### INPUT RECORDS

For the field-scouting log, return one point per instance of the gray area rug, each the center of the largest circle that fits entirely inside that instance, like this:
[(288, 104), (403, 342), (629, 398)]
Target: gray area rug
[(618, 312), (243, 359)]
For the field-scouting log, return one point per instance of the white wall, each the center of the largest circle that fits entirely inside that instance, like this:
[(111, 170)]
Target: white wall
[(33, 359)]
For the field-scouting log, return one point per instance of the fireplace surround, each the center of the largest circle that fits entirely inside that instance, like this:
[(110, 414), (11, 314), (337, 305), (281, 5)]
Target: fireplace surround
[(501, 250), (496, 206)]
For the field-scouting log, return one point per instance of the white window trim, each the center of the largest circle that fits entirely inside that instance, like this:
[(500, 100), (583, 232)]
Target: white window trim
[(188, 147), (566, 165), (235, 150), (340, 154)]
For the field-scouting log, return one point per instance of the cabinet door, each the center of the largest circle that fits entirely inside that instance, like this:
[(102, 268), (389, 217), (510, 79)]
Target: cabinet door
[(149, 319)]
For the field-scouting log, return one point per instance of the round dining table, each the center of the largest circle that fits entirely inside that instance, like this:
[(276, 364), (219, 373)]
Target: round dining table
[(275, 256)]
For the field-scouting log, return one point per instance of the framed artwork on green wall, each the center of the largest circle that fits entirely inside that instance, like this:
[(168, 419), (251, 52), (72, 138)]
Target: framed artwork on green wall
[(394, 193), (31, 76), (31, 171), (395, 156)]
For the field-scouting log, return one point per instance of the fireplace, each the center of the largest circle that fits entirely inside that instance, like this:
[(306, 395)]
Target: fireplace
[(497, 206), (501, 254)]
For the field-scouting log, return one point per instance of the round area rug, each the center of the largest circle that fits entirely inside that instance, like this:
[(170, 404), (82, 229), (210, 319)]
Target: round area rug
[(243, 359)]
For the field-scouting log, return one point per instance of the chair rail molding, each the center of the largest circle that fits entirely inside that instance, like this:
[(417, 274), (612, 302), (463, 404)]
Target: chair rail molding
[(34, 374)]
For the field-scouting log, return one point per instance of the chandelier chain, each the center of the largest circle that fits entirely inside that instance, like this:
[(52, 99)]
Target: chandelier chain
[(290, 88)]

######

EXERCISE — Please restate only the opening stretch of the records above: every line from the first through the one containing "fireplace surround, each", exactly as written.

RESPONSE TO THIS TASK —
For the field-scouting log, return one point per instance of the gray area rug, each the center of the largest circle that fits entirely inside that instance, like this:
[(288, 104), (403, 342), (629, 398)]
Target: gray area rug
[(618, 312), (243, 359)]
For the field-scouting log, return one point per instance of the white wall, each the center of the largest circle that fits entirely inside that instance, like this:
[(111, 170)]
Target: white wall
[(33, 359)]
For the field-scouting log, return one point per instance of the fireplace surround, each the center of the largest circle that fits entirely inside that instance, like this:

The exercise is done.